**Objectives**
a - In the App Engine task queue thread, how long does the asker say it takes for an interrupted task to be restarted?
b - Pick up the App Engine task queue thread after its final sentence and keep writing it.

**Provided passage**
________________________

0

It seems that when app engine taskqueue's get interrupted, they take 20 minutes or more to restart, is this behavior normal?

I am using the TaskQueue on Google Cloud's App Engine Flexible system. I regularly add tasks to the taskqueue and they get processed on the system. It appears that occasionally, the task gets interrupted in the middle of what it's doing. I don't know why this happens, but I assume it's probably because the instance that its on restarted itself.

My software is resilient to such restarts, but the problem is that it takes a full 20 minutes for the task to be restarted. Has anyone experienced this before?

enter image description here

speedplane
  • 15,673
  • 16
  • 86
  • 138

1 Answers1

2

I think you're right, an instance grabs the task and then goes down. Taskqueue doesn't realize it and waits for some kind of timeout.

________________________

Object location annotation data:
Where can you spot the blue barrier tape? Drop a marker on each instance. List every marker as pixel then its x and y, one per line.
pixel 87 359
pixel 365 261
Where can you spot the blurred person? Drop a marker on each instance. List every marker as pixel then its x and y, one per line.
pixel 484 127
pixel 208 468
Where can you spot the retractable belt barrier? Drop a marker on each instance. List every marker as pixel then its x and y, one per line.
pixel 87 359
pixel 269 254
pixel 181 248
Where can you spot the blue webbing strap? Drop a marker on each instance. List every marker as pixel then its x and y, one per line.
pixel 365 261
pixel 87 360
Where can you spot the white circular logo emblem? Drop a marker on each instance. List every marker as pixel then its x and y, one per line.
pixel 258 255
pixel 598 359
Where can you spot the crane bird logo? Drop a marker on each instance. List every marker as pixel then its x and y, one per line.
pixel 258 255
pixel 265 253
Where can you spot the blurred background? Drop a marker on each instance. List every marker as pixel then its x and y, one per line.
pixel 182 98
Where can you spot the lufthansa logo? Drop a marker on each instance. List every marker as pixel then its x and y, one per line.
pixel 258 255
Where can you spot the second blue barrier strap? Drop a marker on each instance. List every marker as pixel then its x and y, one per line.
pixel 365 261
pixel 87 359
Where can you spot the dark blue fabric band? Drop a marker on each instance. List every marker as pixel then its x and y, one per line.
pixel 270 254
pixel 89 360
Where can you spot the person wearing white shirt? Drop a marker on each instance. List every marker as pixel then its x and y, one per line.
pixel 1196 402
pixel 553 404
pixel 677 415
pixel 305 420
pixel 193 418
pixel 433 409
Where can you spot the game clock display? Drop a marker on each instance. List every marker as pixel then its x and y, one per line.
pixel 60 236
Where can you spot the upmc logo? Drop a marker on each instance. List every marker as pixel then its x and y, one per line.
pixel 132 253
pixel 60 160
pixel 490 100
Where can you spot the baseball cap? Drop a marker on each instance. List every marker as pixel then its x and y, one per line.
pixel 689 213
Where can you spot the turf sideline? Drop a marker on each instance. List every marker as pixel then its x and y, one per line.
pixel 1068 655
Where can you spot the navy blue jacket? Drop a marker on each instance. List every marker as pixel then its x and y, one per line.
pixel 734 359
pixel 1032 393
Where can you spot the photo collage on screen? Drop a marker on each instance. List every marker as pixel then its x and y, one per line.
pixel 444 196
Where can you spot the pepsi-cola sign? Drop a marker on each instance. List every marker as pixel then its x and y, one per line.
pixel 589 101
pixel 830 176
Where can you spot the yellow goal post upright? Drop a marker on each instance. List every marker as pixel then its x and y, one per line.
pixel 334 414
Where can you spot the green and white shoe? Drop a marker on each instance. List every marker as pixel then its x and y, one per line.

________________________

**Responses by task**
a - A full 20 minutes.

b -
This sounds very similar to an issue i experienced: app engine instance dies instantly, locking up deferred tasks until they hit 10 minute timeout

So to answer your question, I would say yes this does happen. As for what to do, I guess it depends on what it is this task is doing, how often it runs, etc. If the 20 minute lag isnt a big deal I would just live with it, just because fixing it can be a bit of a wild goose chase, but here's what I would try:

  1. When launching tasks, launch duplicates as well with a staggered value for countdown/eta
  2. setup a separate microservice to handle/execute these tasks, hopefully this will make it's execution more predictable, you'll be able to tweak instance-size, & scaling settings to better suit it.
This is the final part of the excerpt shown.